1
- every intermediate number in a valid construction is a consecutive block of digits from X
- So we start with X and successively take off one digit from either end until you reach a single digit, but ensuring that for each iteration, we pick the construction that gives us the maximum numbers divisible by M.
- Consider a contiguous sub-block of X, say X[i…j]. This number must have been formed by adding a digit to a smaller block. There are two possibilities:
- Left Addition: If the leftmost digit X[i] was added last, then before that step the block was X[i+1…j]
- Right Addition: If the rightmost digit X[j] was added last, then before that step the block was X[i…j-1]
- The recursive structure is built on these 2 cases
- In addition, at the current level we check if the number X[i…j] is divisible by M and count it if it is
- We can notice that the optimal solution for X[i…j] depends on the solutions for the two smaller problems: X[i+1…j] and X[i…j-1]
- From that, we can conclude that this is a dynamic programming problem
2
- C(a,b) := the maximum number of intermediate numbers that are divisible by M when building the part of X that goes from digit a to digit b.
- Sub-problem representation:
- Given a list of valid consecutive numbers that grow to form X from a to b, what is the maximum count of numbers divisible by M
- If X has n digits, then each unique subproblem is defined by a pair (a, b) where 1 ⇐ a ⇐ b ⇐ n
- The total number of distinct sub-problems is given by the number of such pairs: n(n + 1)/2
3
Given the digit X[a…b]:
- if a > b (invalid; could represent the state where there are no digits):
- C(a,b) = 0
- if a = b (base case; a single digit):
- C(a,b) = 1 if X[a] % M == 0 else 0
- for all a < b (recursive case):
- C(a,b) = max(C(a+1, b), C(a, b-1)) + (X[a…b] % M == 0 ? 1 : 0)

=== SUPPLIED MATERIAL ===
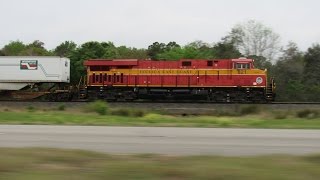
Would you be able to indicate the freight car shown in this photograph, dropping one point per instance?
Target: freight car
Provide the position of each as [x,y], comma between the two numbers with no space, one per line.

=== AIM OF THE EXERCISE ===
Reproduce the part of the dynamic programming notes starting at "- Consider a" and ending at "to digit b.".

=== EXERCISE RESULT ===
- Consider a contiguous sub-block of X, say X[i…j]. This number must have been formed by adding a digit to a smaller block. There are two possibilities:
- Left Addition: If the leftmost digit X[i] was added last, then before that step the block was X[i+1…j]
- Right Addition: If the rightmost digit X[j] was added last, then before that step the block was X[i…j-1]
- The recursive structure is built on these 2 cases
- In addition, at the current level we check if the number X[i…j] is divisible by M and count it if it is
- We can notice that the optimal solution for X[i…j] depends on the solutions for the two smaller problems: X[i+1…j] and X[i…j-1]
- From that, we can conclude that this is a dynamic programming problem
2
- C(a,b) := the maximum number of intermediate numbers that are divisible by M when building the part of X that goes from digit a to digit b.